TASKS TO COMPLETE >>
1. Copy the passage on upsizing Access to SQL Server from "To ensure your" to "your Access database." word for word.
2. In the passage on upsizing Access to SQL Server, how many types of errors, design suggestions, and performance issues does Total Access Analyzer detect?

TEXT TO READ >>
Before upsizing to SQL Server for performance reasons, make sure your Access database is optimized so that it runs as well as it can in Access. Going to SQL Server will not fix serious database and query design issues. Fixing these in Access is actually easier than doing so later in SQL Server, so the time and effort spent doing this is preserved should you upsize later.
To ensure your Microsoft Access database does not have serious problems, use our Total Access Analyzer program to document and analyze your database. It detects over 300 types of errors, design suggestions, and performance issues that can help you optimize your Access database.
For relatively small Microsoft Access databases, do not upsize to SQL Server solely for performance reasons. There may be a decrease in performance after upsizing. Look for ways to optimize the problems in Access before making the investment to upsize. Performance issues may be unrelated to the data storage.

SUPPLIED MATERIAL >>
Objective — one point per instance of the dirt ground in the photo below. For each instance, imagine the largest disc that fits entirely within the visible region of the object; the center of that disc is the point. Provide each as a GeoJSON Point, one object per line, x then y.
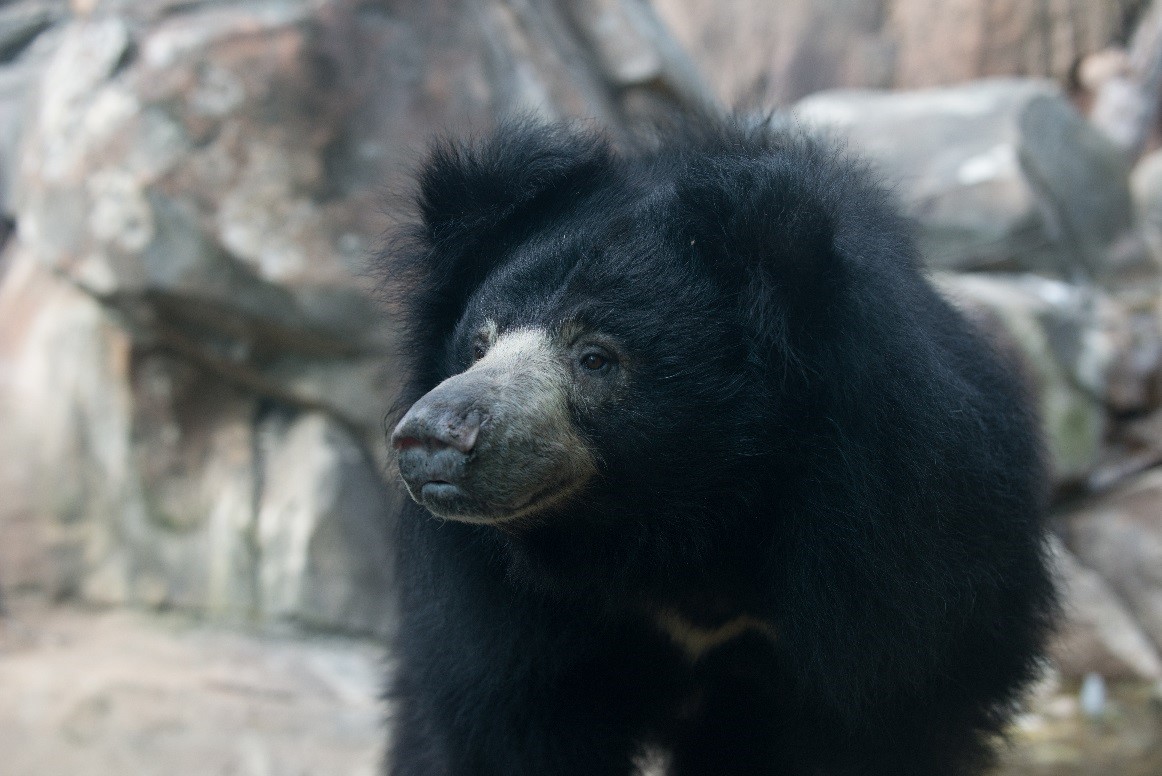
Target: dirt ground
{"type": "Point", "coordinates": [127, 694]}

SOLUTIONS IN ORDER >>
1.
To ensure your Microsoft Access database does not have serious problems, use our Total Access Analyzer program to document and analyze your database. It detects over 300 types of errors, design suggestions, and performance issues that can help you optimize your Access database.

2. Over 300.